Indonesia adalah negara kepulauan terbesar di dunia dengan lebih dari 17.000 pulau, membentang dari Sabang hingga Merauke. Sekitar dua pertiga wilayahnya adalah laut, dengan luas 5,8 juta km dan garis pantai hampir 95.000 km. Letak strategis di antara dua samudera dan dua benua membuat Indonesia kaya potensi maritim yang luar biasa. Salah satu kekayaan utama adalah perikanan tangkap. Bukan cuma sumber pangan, tapi juga membuka lapangan kerja, mendukung ekspor, dan mendorong ekonomi lokal. Menurut KKP 2023, potensi tangkapan laut Indonesia bisa mencapai 12 juta ton per tahun, tapi belum sepenuhnya dimanfaatkan karena jumlah kapal terbatas dan pengelolaan belum optimal.

» Data yang Diberikan:
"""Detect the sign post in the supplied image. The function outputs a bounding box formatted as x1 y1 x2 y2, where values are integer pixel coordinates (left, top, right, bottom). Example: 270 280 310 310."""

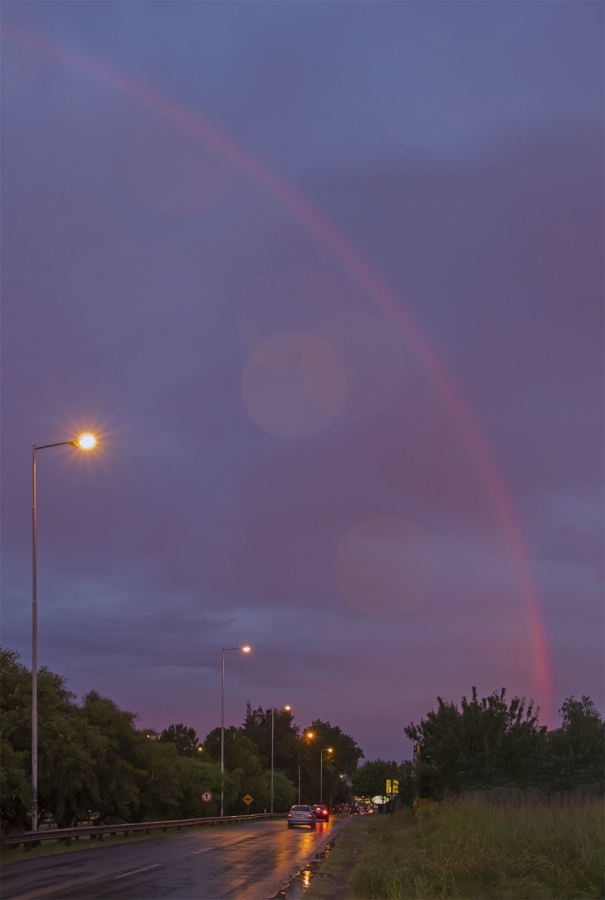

==

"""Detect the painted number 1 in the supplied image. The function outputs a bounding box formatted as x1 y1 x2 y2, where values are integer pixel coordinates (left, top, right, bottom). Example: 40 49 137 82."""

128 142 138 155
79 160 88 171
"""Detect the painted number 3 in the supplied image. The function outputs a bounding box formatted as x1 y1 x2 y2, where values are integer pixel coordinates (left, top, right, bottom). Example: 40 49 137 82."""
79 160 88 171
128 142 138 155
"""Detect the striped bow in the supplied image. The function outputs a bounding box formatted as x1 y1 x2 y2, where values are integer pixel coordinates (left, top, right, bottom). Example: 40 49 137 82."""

--

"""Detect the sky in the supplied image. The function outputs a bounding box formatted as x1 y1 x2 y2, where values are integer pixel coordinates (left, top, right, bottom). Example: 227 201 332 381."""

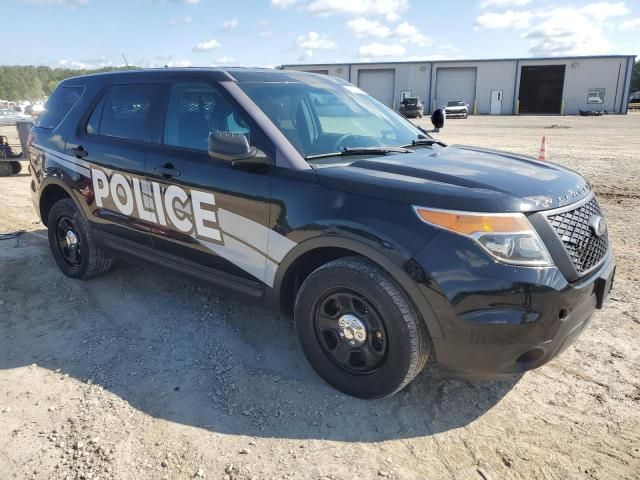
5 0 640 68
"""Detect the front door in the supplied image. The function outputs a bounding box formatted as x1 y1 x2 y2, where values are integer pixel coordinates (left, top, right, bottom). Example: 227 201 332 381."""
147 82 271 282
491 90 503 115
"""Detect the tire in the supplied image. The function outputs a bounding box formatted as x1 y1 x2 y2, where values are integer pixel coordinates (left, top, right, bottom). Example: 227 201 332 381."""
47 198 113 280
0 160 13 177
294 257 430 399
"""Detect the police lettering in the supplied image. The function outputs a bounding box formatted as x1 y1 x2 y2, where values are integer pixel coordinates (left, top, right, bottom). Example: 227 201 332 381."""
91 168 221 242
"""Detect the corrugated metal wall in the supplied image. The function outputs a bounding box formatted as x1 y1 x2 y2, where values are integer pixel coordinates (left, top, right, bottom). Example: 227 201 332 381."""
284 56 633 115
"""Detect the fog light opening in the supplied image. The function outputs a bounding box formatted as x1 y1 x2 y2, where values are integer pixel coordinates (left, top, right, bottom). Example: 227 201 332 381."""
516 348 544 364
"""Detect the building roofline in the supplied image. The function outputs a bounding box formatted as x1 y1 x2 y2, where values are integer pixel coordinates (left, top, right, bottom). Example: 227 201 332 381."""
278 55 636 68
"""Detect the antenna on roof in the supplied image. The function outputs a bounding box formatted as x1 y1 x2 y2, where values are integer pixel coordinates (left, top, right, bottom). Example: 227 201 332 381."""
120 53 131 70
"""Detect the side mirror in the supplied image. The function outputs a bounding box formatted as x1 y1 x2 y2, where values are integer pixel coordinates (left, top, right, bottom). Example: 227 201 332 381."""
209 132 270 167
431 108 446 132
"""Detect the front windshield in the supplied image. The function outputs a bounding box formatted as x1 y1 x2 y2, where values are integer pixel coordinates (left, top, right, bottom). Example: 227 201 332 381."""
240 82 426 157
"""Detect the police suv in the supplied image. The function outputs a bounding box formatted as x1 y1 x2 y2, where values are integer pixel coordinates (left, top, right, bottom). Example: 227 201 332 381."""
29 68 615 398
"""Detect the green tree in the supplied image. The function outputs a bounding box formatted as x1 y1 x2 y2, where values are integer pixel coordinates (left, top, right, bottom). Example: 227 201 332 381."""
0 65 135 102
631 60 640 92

» Tugas yang Dikerjakan:
A) Kutip dari data, mulai dari baris yang memuat "the antenna on" sampai dengan baris yang memuat "29 68 615 398", kedua baris itu ikut disertakan.
B) Lanjutkan teks tentang kekayaan maritim Indonesia mulai dari titik teks itu berhenti.
Data di atas sama sekali tidak berkaitan dengan teks tentang kekayaan maritim Indonesia.

» Daftar Jawaban:
A)
"""Detect the antenna on roof in the supplied image. The function outputs a bounding box formatted as x1 y1 x2 y2, where values are integer pixel coordinates (left, top, right, bottom). Example: 227 201 332 381."""
120 53 131 70
"""Detect the side mirror in the supplied image. The function outputs a bounding box formatted as x1 y1 x2 y2, where values are integer pixel coordinates (left, top, right, bottom). Example: 227 201 332 381."""
209 132 270 167
431 108 446 132
"""Detect the front windshield in the supplied image. The function outputs a bounding box formatted as x1 y1 x2 y2, where values are integer pixel coordinates (left, top, right, bottom). Example: 227 201 332 381."""
240 82 426 157
"""Detect the police suv in the supplied image. The function outputs a bounding box formatted as x1 y1 x2 y2, where values are integer pixel coordinates (left, top, right, bottom). Example: 227 201 332 381."""
29 68 615 398

B)
Beberapa wilayah super produktif kekurangan kapal, sementara yang lain malah berlebihan. Solusinya? Strategi alokasi kapal yang cerdas, misalnya dengan pemrograman dinamis deterministik, agar kapal difokuskan ke daerah paling produktif. Hasilnya: produksi meningkat, potensi laut termanfaatkan maksimal, dan keuntungan finansial bertambah. Selain ekonomi, keberlanjutan lingkungan tetap penting. Ekonomi biru (blue economy) menekankan pemanfaatan laut secara bijak, menjaga ekosistem, sekaligus membuka peluang investasi berkelanjutan.
Dengan pengelolaan yang tepat, laut Indonesia bisa jadi motor ekonomi masa depan. Dari kapal nelayan hingga hasil tangkapan, semua bisa dioptimalkan untuk mendukung kesejahteraan masyarakat pesisir dan pertumbuhan ekonomi nasional.
Studi Kasus:
Sumatera Utara memiliki 33 kabupaten/kota dengan tingkat produktivitas perikanan tangkap yang berbeda-beda. Tantangan utama: kapal laut terbatas, hanya 50 unit, dengan asumsi maksimal 10 kapal per kabupaten. Masalah ini diselesaikan dengan pemrograman dinamis deterministik, di mana alokasi kapal dilakukan bertahap dan saling memengaruhi antar kabupaten.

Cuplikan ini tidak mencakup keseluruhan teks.